[Dataset items]

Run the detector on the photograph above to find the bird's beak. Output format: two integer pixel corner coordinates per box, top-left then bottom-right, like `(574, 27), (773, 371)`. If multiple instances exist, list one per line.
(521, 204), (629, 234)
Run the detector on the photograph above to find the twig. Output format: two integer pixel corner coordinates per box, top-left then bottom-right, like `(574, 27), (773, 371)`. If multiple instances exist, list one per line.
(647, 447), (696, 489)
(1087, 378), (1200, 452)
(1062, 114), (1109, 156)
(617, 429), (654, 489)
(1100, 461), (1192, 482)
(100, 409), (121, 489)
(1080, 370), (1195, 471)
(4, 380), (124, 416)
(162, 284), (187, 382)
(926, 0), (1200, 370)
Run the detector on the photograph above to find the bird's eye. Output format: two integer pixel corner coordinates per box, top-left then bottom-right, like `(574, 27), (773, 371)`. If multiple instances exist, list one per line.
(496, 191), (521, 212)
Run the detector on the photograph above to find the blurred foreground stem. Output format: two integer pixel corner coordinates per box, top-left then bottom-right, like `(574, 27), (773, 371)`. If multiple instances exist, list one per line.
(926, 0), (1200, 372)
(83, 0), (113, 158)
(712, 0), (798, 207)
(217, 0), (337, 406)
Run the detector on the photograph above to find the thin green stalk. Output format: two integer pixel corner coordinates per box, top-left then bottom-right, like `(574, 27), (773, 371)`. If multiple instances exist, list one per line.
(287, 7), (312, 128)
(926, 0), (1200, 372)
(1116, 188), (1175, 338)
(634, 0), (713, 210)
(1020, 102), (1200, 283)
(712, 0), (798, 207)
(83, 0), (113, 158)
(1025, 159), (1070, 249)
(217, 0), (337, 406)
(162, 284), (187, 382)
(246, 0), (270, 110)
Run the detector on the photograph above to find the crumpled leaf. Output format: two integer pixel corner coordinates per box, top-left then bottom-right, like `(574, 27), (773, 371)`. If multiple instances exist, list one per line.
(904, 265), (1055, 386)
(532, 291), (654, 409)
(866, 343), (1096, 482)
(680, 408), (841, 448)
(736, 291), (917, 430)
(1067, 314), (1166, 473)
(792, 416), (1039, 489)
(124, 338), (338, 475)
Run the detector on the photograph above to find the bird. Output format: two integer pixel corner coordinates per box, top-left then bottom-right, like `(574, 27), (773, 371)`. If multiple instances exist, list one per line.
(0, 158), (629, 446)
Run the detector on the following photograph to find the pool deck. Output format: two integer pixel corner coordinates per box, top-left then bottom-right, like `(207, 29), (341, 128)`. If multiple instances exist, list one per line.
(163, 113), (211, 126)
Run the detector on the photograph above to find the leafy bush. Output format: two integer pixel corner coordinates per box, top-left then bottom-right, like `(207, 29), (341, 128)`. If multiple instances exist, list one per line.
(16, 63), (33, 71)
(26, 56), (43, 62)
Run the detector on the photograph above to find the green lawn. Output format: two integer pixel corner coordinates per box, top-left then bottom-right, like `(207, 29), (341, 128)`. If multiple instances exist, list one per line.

Exercise task
Copy out every line of the data above word for word, changing nothing.

Task result
Run the detector on the photograph above to find the bird's beak. Output format: two integer pixel corner coordinates per box, top-left then bottom-right, like `(574, 27), (773, 371)`. If multiple instances exist, list one per line.
(521, 204), (629, 234)
Run the detector on the photograph above to find the twig. Output format: two integer pixel corner coordinates per box, top-left then bottom-right, like `(574, 27), (773, 371)`. If multiple instances exist, list one per line.
(647, 447), (696, 489)
(1087, 378), (1200, 452)
(1062, 114), (1109, 156)
(617, 429), (654, 489)
(1100, 461), (1192, 482)
(100, 409), (121, 489)
(1080, 370), (1195, 471)
(4, 380), (124, 416)
(162, 284), (187, 382)
(926, 0), (1200, 370)
Run the detector on the photograph above to find the bird's eye. Output format: two integer pixel corner coordinates per box, top-left then bottom-right, like `(574, 27), (773, 371)`. If multiple instances exist, list one per line.
(496, 191), (521, 212)
Run the detector on the photograph above to find the blurred foreground stem. Output format: two integer pixel corner coordinates per box, top-left then bottom-right, like `(574, 27), (773, 371)`. If multiple instances exist, list one per line.
(926, 0), (1200, 372)
(83, 0), (113, 158)
(712, 0), (798, 207)
(217, 0), (337, 406)
Run the detector on the photograph above to find the thin green stalk. Output format: two integer pixel corner coordinates per box, top-left then bottom-right, like `(574, 27), (773, 371)`. If multiple instances exist, list one per line.
(287, 7), (312, 128)
(926, 0), (1200, 372)
(1116, 188), (1175, 338)
(634, 0), (713, 210)
(1020, 102), (1200, 283)
(712, 0), (798, 207)
(83, 0), (113, 158)
(1025, 159), (1070, 249)
(217, 0), (337, 406)
(162, 284), (187, 382)
(246, 0), (270, 110)
Run the detector on the photograph above to find the crumpled leaf. Output format: two integer pixel corner coordinates per box, top-left then bottom-right, like `(574, 27), (773, 371)`. If multiple instances exist, list one per line.
(904, 265), (1055, 386)
(532, 291), (654, 409)
(866, 343), (1096, 482)
(680, 408), (841, 448)
(736, 291), (917, 430)
(1067, 314), (1166, 473)
(792, 416), (1039, 489)
(124, 338), (338, 475)
Run the detector on the photograph above to find the bird. Output format: two integer pixel corner coordinates per box, top-left then bottom-right, like `(574, 27), (773, 371)`. If multiple instances exist, list one per line.
(0, 158), (629, 446)
Run the detector on the following photograph to find the pool deck. Output format: two integer pixel corner coordinates per box, top-left then bottom-right, like `(207, 29), (341, 128)`. If multiple instances exist, list one per line.
(163, 113), (211, 126)
Run the detector on the photograph above to find the leafy bush. Output format: two integer pixel corner coordinates per box, top-left then bottom-right, like `(207, 29), (341, 128)`. If multiple instances exist, list one per line.
(16, 63), (33, 71)
(26, 56), (43, 62)
Run the detector on the photograph above to find the green lawn. Output format: two integer pixel corner coordinates per box, top-left then bottom-right, like `(207, 29), (341, 128)`. If multiple instances exist, list one per line.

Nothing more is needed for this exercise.